WHAT TO WORK ON: The listing below must be reproduced in full, exactly as written.

*** Opening of DATASET ENTRIES ***

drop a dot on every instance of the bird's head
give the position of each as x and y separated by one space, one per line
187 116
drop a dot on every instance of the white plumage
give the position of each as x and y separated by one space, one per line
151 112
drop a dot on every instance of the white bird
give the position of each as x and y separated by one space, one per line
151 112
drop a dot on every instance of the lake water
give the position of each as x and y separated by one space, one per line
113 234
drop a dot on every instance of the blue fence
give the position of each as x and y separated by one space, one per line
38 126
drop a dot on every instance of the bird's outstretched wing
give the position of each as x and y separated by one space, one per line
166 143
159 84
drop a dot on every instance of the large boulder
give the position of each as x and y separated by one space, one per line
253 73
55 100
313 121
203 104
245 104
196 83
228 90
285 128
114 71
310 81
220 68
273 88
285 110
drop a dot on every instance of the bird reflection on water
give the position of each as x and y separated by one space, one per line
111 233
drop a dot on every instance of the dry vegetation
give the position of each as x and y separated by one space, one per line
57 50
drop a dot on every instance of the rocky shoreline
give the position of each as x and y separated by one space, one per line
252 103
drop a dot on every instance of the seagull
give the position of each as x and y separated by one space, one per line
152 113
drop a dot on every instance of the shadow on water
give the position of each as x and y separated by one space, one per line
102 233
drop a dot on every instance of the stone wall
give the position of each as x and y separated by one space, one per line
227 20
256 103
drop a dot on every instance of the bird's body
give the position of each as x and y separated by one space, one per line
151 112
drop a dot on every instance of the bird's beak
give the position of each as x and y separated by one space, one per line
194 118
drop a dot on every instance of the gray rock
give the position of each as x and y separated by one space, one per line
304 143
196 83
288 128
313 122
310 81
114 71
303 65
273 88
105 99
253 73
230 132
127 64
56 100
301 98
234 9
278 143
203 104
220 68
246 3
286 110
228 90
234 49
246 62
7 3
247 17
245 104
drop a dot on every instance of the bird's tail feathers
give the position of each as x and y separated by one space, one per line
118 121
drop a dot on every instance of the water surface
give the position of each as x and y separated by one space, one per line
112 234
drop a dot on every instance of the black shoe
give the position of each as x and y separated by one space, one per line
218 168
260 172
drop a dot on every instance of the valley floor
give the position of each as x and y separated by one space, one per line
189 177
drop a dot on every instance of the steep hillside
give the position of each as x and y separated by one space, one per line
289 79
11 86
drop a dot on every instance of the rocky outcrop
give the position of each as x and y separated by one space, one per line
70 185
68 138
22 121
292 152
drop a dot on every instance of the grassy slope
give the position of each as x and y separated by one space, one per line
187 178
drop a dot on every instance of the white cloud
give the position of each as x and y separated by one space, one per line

*** Close of DATASET ENTRIES ***

RESPONSE FOR THIS EXERCISE:
drop a dot on every instance of the bird's head
give the position of each as x and y separated by one space, one per line
187 116
drop a dot on every instance of the white plumage
give the position of each as x and y separated by one space, one per line
151 112
drop a dot on every instance of the white bird
give the position of each as x and y separated by one space, one per line
151 112
drop a dot on every instance of the lake water
give the position of each as x and y separated by one space, one per line
113 234
drop a dot on every instance of the blue fence
give the position of each as x and y separated by one space, one per line
38 126
drop a dot on every instance of the bird's outstretched wing
give the position of each as x and y separated by one space, one per line
166 143
159 84
drop a dot on every instance of the large boulder
give the position of each as x and y separated by one space, one per line
253 73
55 100
313 121
203 104
245 104
196 83
228 90
285 128
114 71
310 81
220 68
273 88
285 110
drop a dot on every instance of the bird reflection on water
give the position of each as x and y separated by one space, one per line
111 233
drop a dot on every instance of the dry vegetation
give the position of each as x and y separated by one space, one per line
57 50
drop a dot on every instance of the rocky shoreline
give the position of each as x and y separated by one space, one per line
252 103
drop a dot on every instance of the seagull
give the position of each as x and y separated by one space, one per line
152 113
drop a dot on every instance of the shadow on water
give the position of each as x and y separated by one space, one per line
102 233
drop a dot on every instance of the stone wall
give the position of each as x and y separated by one space, one per line
227 20
256 103
drop a dot on every instance of the bird's body
give the position of each as x and y separated by one space, one per line
151 112
drop a dot on every instance of the bird's beak
give the position of each as x and y separated by one space, one per line
194 118
drop a dot on every instance of the gray rock
give the position of each as x and y separated by one space, one per line
304 143
196 83
288 128
313 122
310 81
114 71
303 65
273 88
105 99
253 73
230 132
127 64
56 100
301 98
234 9
278 143
203 104
220 68
246 3
286 110
228 90
234 49
246 62
7 3
247 17
245 104
drop a dot on every instance of the bird's tail feathers
give the position of each as x and y separated by one space, one per line
118 121
drop a dot on every instance of the water surface
give the position of each as x and y separated by one space, one per line
112 234
drop a dot on every instance of the black shoe
give the position of each as x and y separated by one space, one per line
218 168
260 172
drop a dot on every instance of the valley floor
give the position of each as x and y separated by one space, one per line
189 177
drop a dot on every instance of the steep hillside
give the position of each as x and y separated by one space, one per line
289 79
11 86
drop a dot on every instance of the rocky outcrop
give the position of each as x and y separated by one space, one per line
70 185
68 138
22 121
292 152
drop a dot on every instance of the grassy slope
give the position of each as x and y separated by one space, one per line
187 178
drop a dot on every instance of the white cloud
give the position of each as x and y separated by one space, one per line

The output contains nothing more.